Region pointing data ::
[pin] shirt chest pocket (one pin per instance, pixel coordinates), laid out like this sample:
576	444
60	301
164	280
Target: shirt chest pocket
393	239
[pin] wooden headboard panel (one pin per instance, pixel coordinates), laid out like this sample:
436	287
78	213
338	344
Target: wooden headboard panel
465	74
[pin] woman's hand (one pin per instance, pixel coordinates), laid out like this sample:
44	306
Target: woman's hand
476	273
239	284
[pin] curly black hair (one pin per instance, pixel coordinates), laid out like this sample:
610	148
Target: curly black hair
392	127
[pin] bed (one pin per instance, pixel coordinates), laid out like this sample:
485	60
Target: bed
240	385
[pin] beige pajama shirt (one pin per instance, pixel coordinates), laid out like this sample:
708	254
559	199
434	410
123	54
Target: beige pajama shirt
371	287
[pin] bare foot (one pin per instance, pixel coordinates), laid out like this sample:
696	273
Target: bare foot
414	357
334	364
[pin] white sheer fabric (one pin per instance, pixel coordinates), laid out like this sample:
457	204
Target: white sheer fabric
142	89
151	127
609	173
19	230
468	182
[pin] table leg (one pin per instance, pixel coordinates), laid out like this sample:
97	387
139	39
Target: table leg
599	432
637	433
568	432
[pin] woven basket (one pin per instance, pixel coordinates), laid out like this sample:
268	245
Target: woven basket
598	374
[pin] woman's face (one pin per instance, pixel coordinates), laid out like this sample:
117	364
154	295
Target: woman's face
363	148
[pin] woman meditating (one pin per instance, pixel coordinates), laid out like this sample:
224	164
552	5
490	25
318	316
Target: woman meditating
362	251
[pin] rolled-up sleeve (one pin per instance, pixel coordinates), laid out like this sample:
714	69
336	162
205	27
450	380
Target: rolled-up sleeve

About this exercise ::
The answer must be the line containing "[pin] bare foot" and every line after it to the end of the records, repeated exactly.

Answer for this exercise ::
[pin] bare foot (one pin per instance, pixel coordinates), laid out like this sample:
696	273
Target: bare foot
414	357
334	364
[pin] white sheer fabric (one pin per instance, pixel coordinates), laid out like this sample:
457	204
Target: white sheer fabric
142	89
151	127
609	173
19	230
468	182
[pin] table leg (one pin per instance, pixel coordinates), laid out like this sample:
97	387
139	39
Target: table leg
599	432
637	433
568	432
[pin] woven basket (one pin per instance, pixel coordinates), laid out like this sample:
268	245
Target: woven basket
598	374
[pin] woman's face (one pin per instance, pixel coordinates), laid out like this sample:
117	364
154	295
Target: woman's face
363	148
[pin] woman meditating (one pin per instance, pixel coordinates), laid out like this sample:
224	164
552	5
490	25
318	316
Target: woman meditating
362	251
[pin] rolled-up sleeve (one pin per instance, pixel coordinates), laid out like this sample:
714	69
336	162
205	27
450	380
Target: rolled-up sleeve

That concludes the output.